▶ REQUIRED WORK
Copy out every line of the listing below word for word, keeping each one exactly as it appears.
☆ ☆ ☆
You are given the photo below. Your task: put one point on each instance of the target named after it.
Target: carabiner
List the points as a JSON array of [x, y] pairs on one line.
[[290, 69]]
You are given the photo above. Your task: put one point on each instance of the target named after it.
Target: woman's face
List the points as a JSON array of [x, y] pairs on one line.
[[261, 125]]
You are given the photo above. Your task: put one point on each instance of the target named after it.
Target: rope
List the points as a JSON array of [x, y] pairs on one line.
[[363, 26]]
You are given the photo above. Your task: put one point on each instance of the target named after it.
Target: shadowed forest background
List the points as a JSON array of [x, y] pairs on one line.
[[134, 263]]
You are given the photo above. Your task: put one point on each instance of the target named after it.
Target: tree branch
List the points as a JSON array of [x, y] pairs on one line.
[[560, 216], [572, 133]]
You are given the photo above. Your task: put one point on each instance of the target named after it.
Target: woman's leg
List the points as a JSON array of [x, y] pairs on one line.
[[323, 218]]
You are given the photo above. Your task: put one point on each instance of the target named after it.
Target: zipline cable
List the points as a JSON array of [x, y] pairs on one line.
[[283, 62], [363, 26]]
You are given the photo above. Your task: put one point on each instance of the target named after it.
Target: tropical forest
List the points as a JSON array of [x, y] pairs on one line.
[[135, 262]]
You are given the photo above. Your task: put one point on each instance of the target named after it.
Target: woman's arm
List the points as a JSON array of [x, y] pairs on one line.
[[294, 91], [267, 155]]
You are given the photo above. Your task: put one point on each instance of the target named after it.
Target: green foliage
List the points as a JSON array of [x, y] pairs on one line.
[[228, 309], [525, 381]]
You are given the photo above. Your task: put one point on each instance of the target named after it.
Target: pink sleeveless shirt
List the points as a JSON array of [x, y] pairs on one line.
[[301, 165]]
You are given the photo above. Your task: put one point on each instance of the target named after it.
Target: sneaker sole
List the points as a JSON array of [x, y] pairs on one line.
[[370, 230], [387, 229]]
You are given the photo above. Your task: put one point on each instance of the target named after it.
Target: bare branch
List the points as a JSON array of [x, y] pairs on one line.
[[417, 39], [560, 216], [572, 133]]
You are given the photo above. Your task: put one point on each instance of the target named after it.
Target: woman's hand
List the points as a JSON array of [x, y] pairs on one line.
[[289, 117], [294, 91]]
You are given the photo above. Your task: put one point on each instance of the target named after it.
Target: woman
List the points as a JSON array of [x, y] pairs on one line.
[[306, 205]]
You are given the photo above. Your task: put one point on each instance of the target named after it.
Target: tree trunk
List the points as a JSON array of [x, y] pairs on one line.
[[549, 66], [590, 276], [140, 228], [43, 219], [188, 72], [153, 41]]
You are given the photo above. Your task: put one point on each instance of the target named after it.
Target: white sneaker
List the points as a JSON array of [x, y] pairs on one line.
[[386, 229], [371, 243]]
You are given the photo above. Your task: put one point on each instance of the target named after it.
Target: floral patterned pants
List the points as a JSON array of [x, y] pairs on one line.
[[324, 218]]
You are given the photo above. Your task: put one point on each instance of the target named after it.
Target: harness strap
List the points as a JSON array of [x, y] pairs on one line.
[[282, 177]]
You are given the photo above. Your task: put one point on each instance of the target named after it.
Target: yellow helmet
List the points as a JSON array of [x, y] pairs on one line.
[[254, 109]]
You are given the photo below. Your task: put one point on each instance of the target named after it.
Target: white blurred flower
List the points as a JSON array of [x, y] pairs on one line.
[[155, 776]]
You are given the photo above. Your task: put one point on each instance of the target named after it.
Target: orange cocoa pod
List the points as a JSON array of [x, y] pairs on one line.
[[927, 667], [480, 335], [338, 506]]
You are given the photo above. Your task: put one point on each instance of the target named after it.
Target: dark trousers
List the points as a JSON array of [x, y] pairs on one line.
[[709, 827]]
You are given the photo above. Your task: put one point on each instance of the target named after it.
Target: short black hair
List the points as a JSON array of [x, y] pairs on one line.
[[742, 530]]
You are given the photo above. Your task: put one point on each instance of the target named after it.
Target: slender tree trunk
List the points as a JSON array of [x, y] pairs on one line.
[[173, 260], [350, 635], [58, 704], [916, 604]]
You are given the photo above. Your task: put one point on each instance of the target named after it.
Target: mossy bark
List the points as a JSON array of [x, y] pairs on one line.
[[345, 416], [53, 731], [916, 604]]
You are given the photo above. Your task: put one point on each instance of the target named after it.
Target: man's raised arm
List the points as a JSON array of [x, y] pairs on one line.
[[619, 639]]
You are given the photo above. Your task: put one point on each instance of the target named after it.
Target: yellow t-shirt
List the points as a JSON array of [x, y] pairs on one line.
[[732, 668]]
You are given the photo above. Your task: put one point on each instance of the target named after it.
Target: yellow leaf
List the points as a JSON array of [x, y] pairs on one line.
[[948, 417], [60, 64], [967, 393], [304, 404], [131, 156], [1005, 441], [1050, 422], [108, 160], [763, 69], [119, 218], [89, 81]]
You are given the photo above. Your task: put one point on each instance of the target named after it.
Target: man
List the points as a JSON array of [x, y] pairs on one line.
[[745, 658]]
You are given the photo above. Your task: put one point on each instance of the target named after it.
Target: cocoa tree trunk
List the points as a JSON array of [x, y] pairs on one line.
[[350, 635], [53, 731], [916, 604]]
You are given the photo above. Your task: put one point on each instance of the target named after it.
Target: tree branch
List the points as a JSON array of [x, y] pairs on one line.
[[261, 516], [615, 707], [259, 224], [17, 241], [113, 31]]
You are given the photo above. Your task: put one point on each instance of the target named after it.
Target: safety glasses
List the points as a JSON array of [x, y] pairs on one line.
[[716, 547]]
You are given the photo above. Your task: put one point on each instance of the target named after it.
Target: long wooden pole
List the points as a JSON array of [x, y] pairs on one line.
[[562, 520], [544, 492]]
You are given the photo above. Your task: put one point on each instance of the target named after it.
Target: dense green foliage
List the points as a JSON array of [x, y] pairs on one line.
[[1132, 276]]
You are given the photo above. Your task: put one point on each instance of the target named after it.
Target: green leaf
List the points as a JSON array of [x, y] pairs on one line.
☆ ☆ ☆
▶ THE RESPONSE
You are given the photo below. Your task: put one point on each instance of the target named after it.
Target: carabiner
List the points as a JSON array of [x, y] pairs on one line.
[[290, 69]]
You are given the photo above. Your task: put one point on each instance of the target named after it.
Target: woman's face
List the points as a JSON array of [x, y] pairs on one line.
[[261, 125]]
You are given the photo above. Your task: put one point on each instance of the target named after it.
Target: rope
List the points as a JSON array of [x, y] pairs on one line.
[[363, 26]]
You are given the photo above. Your task: put one point on each instance of the target named after it.
Target: shadowed forest background
List the points as a JSON array of [x, y] pairs on one line.
[[134, 263]]
You are given the photo above. Your task: put one point on each instance of the target named after it.
Target: tree branch
List the points as a JSON array of [x, y] pairs on one line.
[[560, 216], [572, 133]]
You are given the photo above. Your task: put one point on each instance of the target named after it.
Target: woman's leg
List the points as a JSON array of [x, y] pairs on one line.
[[323, 218]]
You are given the photo above. Your task: put one point on each instance of the target named after it.
Target: zipline cable
List the points as a JSON array of [x, y] pairs on one line.
[[283, 62], [363, 26]]
You are given the photo above. Your task: put one point on each instance of the target named after it.
Target: tropical forest
List the points as a JSON array of [x, y] pairs on one line.
[[135, 262]]
You are given the photo above. Your task: put one point on each instance of the target named after it.
Target: woman's arm
List the points as a JSON array of [x, y] pairs on one line.
[[294, 91], [267, 155]]
You are given the photo above. Your task: put one point on each instance of the target named after it.
Target: green foliage
List the points as a JSON array of [x, y] pairs on one line.
[[228, 309], [525, 381]]
You are given the photo above. Your task: put one point on each instance of the target named after it.
Target: pink sleeveless shirt
List the points as a JSON array of [x, y] pairs on one line.
[[301, 165]]
You are given the photo above. Your task: put one point on each instance of the target named after it.
Target: sneaker sole
List the points as a JSON array of [x, y] pairs on one line.
[[370, 230], [387, 229]]
You are given the photo above. Your task: put one point on each instance of the target named after it.
Target: bare branch
List the points as a JSON array of [x, y] pairs on one line.
[[417, 39], [560, 216], [572, 133]]
You are given the photo above. Your task: put one point on each instance of the target named after it.
Target: woman's hand
List the points as a JSON array of [x, y] pairs on one line.
[[289, 117], [294, 91]]
You are given the photo above. Your task: put one point on each instance of the target named after it.
Target: woman
List the points as a JSON array of [x, y] pairs on one line.
[[306, 205]]
You are given the photo above. Your task: put one point on each instance of the target named after it.
Target: tree trunk
List the points as a JSON array of [x, y] pairs on one line.
[[549, 66], [590, 276], [140, 228], [43, 219], [188, 72], [153, 41]]
You are given the photo above. Your task: put one point on each instance of the target named after it.
Target: white sneaker
List the points as a JSON array of [x, y] pairs on one line.
[[386, 229], [371, 243]]
You are given the photo above. Your task: put one point on each instance of the target named after it.
Target: floral patterned pants
List the points as a JSON array of [x, y] pairs on one line.
[[324, 218]]
You are given the photo above. Your task: put one point on each instance of the target named after it.
Target: harness strap
List the points as a JSON array of [x, y] pairs on one line.
[[282, 177]]
You are given the photo above. Your task: put one point on each instance of the target named after it.
Target: yellow helmet
List the points as a JSON array of [x, y] pairs on one line.
[[254, 109]]
You are given the photo below. Your task: put one point on each instance of the target named after it.
Target: white blurred flower
List the points as a JSON array of [x, y] pairs on one line.
[[155, 776]]
You are given the photo above. Your task: put one point on each instance of the target named after it.
Target: orange cocoa pod
List the points as a JSON array of [x, y] pairs on one line.
[[927, 667], [480, 335], [338, 506]]
You are given the photo above. Your task: put one point on each instance of the target named after it.
Target: dark trousers
List the points as a JSON array of [x, y] pairs on one line.
[[709, 827]]
You are given the photo above. Your task: put one point on each instance of the target named after it.
Target: short black hair
List the points as a JSON array of [x, y] pairs on one line.
[[742, 530]]
You are given the photo above. Your task: put one point on each instance of the target named after it.
Target: slender tree trunk
List the points as a JSON array of [x, y] pairs on one line.
[[173, 260], [350, 635], [58, 704], [916, 604]]
You are given the photo above. Your task: put one point on each instance of the target named after it.
Target: mossy bark
List the points as a JSON array of [x, y] pairs on one line.
[[345, 416], [53, 731], [916, 604]]
You are given the photo above. Your task: put one point on each instance of the target named after it.
Target: man's raised arm
List the points as a JSON array of [x, y] pairs on one line.
[[619, 639]]
You are given the photo above. Your task: put one point on each instance of the target named after it.
Target: yellow t-shirt
List the points as a JSON array of [x, y] pairs on one line.
[[732, 668]]
You are given the photo above. Your task: put one point on each instance of the target named after it.
Target: yellow leaf
List the points as a JSON array of [x, y] pairs on one line.
[[948, 417], [60, 64], [967, 393], [304, 404], [131, 156], [1005, 441], [1050, 422], [108, 160], [763, 69], [119, 218], [89, 81]]
You are given the photo above. Your task: put one point on each instance of the target named after it.
Target: man
List the points as a JSON array of [x, y] pairs on one line.
[[745, 658]]
You are given the photo above. Your task: put one point on each instance of the target named after it.
Target: cocoa tree trunk
List the points as a JSON array of [x, y] pairs on one line.
[[350, 635], [53, 731], [916, 604]]
You are given the photo above. Your task: put one point on each instance of the target named after it.
Target: tree branch
List the points as a JSON array of [x, y] pairs on one line.
[[261, 516], [615, 707], [259, 224], [17, 241], [113, 31]]
You are given the photo above. Your task: put one point on each instance of the target named after it.
Target: safety glasses
List the points as a JSON array of [x, y] pairs on one line.
[[716, 547]]
You are given the photo above. Your task: put one point on each instance of the target named after it.
Target: long wooden pole
List the points as a JSON array of [x, y] pairs on one line.
[[562, 520], [544, 492]]
You are given the photo above. Your task: put one point on each instance of the target named after it.
Target: dense green foliage
List the points as a JSON array of [x, y] pairs on one line.
[[1132, 276]]
You are given the photo above. Your task: put one point on each instance of the target named after it.
Target: green leaf
List the points as a JSON array of [x, y] pairs on one line.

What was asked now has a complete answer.